Can you reproduce, word for word, the entries below, beginning at the line that has "[locate] man wearing bowler" and stopping after the line that has "Target: man wearing wide-brimmed hat"?

* Supplied records
◇ ◇ ◇ ◇ ◇ ◇ ◇

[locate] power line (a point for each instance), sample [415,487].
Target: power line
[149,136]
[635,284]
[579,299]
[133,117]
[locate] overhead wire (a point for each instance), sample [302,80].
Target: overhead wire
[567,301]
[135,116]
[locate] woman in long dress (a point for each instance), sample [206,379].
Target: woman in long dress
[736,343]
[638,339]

◇ ◇ ◇ ◇ ◇ ◇ ◇

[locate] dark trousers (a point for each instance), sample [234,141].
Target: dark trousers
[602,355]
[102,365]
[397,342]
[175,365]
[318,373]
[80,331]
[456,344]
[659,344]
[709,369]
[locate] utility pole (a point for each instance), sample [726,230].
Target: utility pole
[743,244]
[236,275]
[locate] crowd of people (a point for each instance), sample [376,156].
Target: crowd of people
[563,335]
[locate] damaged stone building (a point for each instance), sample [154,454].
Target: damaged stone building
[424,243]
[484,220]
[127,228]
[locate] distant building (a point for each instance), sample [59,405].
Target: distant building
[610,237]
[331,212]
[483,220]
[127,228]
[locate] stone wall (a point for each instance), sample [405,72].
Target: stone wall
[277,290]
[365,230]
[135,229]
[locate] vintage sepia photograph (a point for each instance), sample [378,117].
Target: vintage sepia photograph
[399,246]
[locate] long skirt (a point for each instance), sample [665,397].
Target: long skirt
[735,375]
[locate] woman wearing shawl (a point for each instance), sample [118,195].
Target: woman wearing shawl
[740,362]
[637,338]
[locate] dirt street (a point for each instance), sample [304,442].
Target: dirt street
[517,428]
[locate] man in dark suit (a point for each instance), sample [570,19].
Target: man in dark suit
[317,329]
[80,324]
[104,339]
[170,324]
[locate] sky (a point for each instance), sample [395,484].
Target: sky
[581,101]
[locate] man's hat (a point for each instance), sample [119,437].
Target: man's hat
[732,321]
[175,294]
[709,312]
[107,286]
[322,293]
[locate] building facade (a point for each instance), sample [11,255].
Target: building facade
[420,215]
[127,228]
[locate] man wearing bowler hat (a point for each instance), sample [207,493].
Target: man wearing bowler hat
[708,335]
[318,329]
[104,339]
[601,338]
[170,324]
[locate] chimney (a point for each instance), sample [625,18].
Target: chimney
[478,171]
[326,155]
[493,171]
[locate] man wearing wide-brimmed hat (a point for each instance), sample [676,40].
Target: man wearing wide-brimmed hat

◇ ◇ ◇ ◇ ◇ ◇ ◇

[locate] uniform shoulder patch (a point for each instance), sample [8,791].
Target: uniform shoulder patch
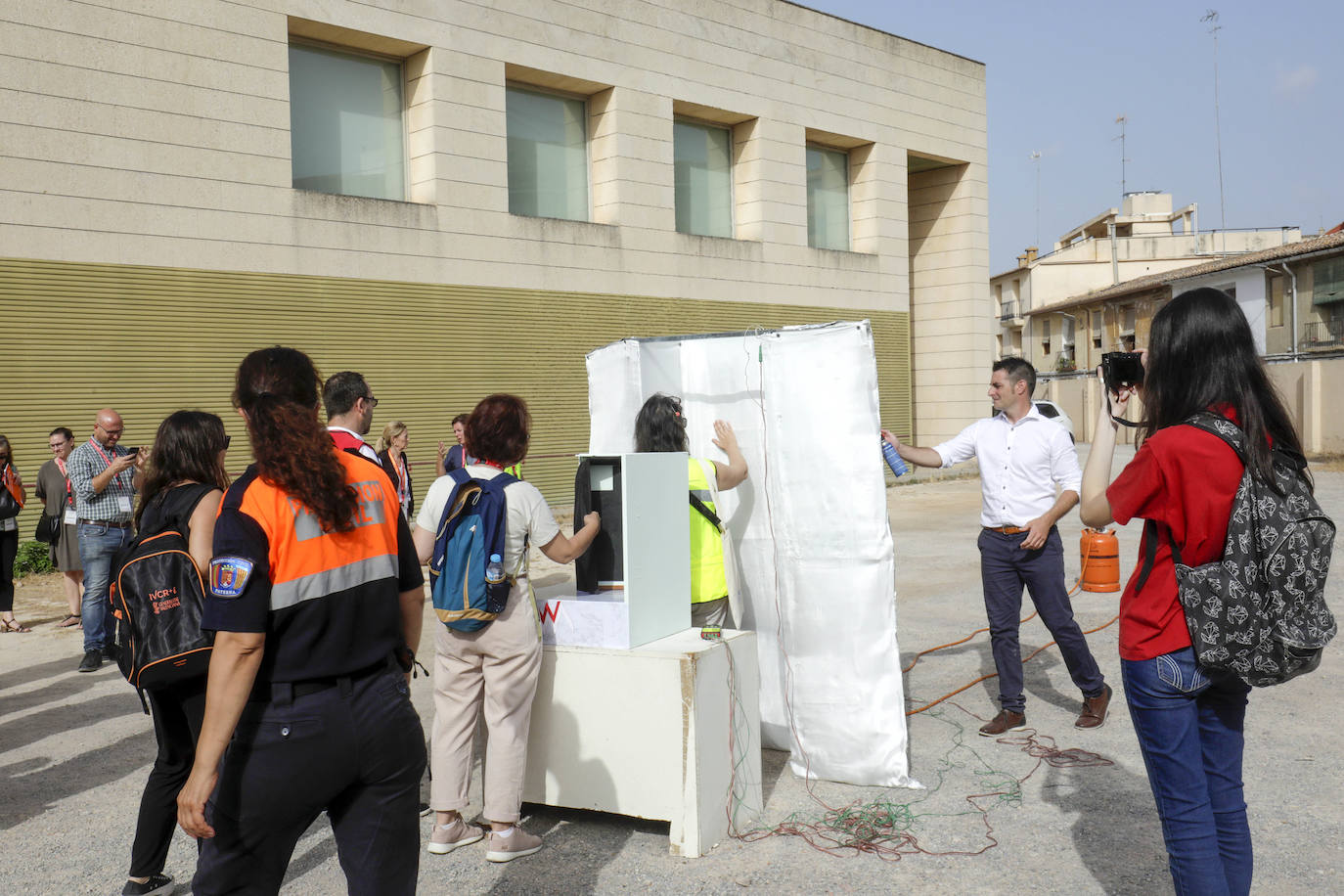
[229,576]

◇ ◇ ◇ ◇ ◇ ◇ ◇

* Solution to the exercise
[locate] man wearing bowler hat (a point for each instance), sample [207,493].
Target: man wearing bowler hat
[708,335]
[318,329]
[104,339]
[601,338]
[170,324]
[locate] chimney (a point for each instance), sample [625,18].
Target: chimney
[478,171]
[326,155]
[493,171]
[locate] man wearing wide-brimmed hat (a point for each instance), sample [676,40].
Target: man wearing wide-brimmed hat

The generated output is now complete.